▶ [Task requirements]
Can you print the data below character for character, beginning at its first line and stopping after the line that contains "x=47, y=664"?

<<<<

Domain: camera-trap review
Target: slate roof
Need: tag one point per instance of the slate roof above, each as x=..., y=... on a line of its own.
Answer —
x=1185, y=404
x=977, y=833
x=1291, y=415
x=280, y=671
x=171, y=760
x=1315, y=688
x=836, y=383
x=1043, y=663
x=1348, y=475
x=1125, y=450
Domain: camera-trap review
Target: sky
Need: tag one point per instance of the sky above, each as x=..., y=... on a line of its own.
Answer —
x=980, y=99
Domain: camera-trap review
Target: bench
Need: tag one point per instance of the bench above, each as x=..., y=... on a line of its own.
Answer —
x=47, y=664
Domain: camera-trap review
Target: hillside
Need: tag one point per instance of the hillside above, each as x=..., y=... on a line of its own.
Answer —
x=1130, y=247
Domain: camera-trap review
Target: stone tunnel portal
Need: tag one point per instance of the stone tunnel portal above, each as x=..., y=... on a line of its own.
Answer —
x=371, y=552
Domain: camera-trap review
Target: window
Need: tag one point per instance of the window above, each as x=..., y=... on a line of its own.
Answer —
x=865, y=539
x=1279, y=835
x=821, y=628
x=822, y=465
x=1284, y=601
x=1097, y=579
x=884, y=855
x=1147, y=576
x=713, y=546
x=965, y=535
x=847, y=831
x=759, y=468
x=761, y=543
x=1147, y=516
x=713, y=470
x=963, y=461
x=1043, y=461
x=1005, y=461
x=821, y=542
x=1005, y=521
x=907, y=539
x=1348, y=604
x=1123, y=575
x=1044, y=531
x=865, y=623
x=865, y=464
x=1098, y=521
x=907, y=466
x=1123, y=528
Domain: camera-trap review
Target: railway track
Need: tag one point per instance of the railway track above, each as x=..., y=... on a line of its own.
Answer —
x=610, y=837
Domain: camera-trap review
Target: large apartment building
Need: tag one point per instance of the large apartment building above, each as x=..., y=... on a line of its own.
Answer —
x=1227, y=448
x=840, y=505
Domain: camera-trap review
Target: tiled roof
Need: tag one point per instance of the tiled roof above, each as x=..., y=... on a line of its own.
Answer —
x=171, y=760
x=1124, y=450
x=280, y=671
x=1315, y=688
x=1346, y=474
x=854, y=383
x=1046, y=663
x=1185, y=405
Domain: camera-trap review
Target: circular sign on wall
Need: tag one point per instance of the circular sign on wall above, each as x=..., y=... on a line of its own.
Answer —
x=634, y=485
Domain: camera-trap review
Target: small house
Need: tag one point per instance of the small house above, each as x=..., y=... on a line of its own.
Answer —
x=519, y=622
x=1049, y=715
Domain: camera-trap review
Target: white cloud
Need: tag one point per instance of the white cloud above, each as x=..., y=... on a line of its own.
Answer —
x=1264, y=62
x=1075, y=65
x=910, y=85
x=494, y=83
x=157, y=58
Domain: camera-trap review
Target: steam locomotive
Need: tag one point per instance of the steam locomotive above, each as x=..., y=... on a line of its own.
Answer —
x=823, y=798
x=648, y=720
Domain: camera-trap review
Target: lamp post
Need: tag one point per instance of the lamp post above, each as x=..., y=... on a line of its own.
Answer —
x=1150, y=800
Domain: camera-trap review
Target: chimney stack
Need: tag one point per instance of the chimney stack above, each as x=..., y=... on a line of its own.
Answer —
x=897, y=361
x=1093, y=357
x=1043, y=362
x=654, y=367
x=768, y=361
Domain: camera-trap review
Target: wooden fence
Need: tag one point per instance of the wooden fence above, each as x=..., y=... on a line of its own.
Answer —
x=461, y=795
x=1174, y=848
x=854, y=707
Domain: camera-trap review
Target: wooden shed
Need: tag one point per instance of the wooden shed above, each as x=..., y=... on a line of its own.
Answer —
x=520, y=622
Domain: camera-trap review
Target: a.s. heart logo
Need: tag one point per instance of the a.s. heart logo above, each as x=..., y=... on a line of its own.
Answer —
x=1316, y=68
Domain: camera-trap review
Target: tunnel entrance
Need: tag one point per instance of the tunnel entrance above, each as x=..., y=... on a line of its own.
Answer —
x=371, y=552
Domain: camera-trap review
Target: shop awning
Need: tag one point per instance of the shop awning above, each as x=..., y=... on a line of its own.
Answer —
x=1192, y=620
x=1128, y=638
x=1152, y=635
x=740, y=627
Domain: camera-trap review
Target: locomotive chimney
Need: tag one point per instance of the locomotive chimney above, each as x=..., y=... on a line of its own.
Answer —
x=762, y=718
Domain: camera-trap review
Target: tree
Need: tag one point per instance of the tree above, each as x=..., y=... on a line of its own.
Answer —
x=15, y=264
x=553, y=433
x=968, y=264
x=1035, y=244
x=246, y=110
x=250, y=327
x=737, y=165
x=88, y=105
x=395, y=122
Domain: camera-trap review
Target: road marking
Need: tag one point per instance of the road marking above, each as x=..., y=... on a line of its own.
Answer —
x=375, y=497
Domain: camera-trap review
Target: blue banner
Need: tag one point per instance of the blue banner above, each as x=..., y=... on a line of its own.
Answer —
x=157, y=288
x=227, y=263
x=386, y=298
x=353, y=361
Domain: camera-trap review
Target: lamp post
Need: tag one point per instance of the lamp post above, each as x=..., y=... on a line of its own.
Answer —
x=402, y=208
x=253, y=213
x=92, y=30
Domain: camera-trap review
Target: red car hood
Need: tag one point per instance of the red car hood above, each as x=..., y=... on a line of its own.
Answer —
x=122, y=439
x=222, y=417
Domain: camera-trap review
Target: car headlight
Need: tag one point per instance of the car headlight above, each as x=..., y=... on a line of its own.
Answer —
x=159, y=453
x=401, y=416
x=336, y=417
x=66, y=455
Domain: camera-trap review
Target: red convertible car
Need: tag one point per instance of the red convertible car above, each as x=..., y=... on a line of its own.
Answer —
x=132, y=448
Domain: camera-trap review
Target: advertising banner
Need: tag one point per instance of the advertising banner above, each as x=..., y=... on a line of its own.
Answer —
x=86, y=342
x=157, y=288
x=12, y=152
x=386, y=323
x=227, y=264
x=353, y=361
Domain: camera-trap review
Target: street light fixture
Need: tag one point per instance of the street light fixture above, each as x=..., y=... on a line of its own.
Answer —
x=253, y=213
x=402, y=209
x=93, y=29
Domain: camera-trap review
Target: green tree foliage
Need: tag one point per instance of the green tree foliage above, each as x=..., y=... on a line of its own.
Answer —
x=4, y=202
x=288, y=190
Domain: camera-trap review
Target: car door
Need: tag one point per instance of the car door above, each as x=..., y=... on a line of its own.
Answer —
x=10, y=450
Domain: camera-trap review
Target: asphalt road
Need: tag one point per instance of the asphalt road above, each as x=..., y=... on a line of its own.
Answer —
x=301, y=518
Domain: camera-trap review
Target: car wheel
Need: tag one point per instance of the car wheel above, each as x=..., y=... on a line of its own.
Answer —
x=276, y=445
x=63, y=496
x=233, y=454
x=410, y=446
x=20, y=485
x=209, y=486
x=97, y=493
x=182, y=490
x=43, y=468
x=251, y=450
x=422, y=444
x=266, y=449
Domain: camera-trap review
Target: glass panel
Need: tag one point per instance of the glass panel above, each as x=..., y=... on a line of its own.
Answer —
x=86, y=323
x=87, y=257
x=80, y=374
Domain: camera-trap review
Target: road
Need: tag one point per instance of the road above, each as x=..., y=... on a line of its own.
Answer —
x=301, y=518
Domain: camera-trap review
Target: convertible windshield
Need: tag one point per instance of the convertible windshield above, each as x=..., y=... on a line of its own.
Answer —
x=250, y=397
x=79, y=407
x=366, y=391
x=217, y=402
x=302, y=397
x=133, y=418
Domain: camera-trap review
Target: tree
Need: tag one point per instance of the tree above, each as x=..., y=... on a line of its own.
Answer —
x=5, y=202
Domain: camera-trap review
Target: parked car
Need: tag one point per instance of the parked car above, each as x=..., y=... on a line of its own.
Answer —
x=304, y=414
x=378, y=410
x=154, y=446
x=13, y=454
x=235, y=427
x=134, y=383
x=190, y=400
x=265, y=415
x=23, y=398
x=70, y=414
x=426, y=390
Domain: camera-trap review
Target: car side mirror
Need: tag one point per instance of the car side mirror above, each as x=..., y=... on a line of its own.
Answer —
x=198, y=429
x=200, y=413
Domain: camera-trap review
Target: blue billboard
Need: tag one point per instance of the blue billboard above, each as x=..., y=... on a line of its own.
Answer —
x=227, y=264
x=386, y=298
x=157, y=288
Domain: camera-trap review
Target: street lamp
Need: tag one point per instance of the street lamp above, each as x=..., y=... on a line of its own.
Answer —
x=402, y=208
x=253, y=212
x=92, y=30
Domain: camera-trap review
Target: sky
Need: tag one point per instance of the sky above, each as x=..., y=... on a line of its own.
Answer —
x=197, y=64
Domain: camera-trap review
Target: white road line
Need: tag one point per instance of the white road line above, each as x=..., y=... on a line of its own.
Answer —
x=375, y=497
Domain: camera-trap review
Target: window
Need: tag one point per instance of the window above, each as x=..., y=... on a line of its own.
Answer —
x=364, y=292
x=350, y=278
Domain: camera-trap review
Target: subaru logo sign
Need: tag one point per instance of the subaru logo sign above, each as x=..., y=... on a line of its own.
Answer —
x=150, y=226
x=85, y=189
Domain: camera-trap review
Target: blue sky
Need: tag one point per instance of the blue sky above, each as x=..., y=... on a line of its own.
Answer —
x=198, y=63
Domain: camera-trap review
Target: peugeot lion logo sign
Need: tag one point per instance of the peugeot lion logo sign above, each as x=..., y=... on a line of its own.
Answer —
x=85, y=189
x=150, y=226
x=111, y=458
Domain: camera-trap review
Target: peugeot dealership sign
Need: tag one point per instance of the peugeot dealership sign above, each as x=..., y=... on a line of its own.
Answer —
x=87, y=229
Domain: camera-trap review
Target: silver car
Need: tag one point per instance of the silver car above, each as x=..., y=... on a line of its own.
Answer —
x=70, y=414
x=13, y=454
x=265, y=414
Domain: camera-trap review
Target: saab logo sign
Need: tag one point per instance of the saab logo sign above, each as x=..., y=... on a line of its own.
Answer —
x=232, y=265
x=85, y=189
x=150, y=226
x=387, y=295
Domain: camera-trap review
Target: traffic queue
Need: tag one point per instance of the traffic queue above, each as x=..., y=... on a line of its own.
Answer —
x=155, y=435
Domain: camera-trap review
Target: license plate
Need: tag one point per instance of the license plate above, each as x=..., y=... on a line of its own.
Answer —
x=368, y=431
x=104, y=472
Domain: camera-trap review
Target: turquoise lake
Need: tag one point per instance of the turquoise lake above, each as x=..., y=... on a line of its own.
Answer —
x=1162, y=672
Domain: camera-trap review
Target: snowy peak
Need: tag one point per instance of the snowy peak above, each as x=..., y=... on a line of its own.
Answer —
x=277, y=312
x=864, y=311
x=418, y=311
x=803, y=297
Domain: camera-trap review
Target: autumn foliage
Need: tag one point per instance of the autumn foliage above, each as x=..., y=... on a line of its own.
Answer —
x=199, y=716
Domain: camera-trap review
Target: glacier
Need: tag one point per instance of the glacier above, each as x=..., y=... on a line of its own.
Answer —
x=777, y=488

>>>>

▶ [Solution to this exercise]
Domain: camera-trap review
Target: slate roof
Need: tag one point per instance of the slate roof above, each as x=..., y=... on a line of its own.
Answer —
x=1185, y=404
x=977, y=833
x=1291, y=415
x=280, y=671
x=171, y=760
x=1315, y=688
x=836, y=383
x=1043, y=663
x=1348, y=475
x=1125, y=450
Domain: camera-trap review
Target: sky
Need: tag one point per instance of the sky above, each as x=..., y=... on a line of its own.
Answer —
x=980, y=99
Domain: camera-trap review
Target: bench
Need: tag one point per instance of the bench above, each as x=..., y=... on a line of its own.
Answer —
x=47, y=664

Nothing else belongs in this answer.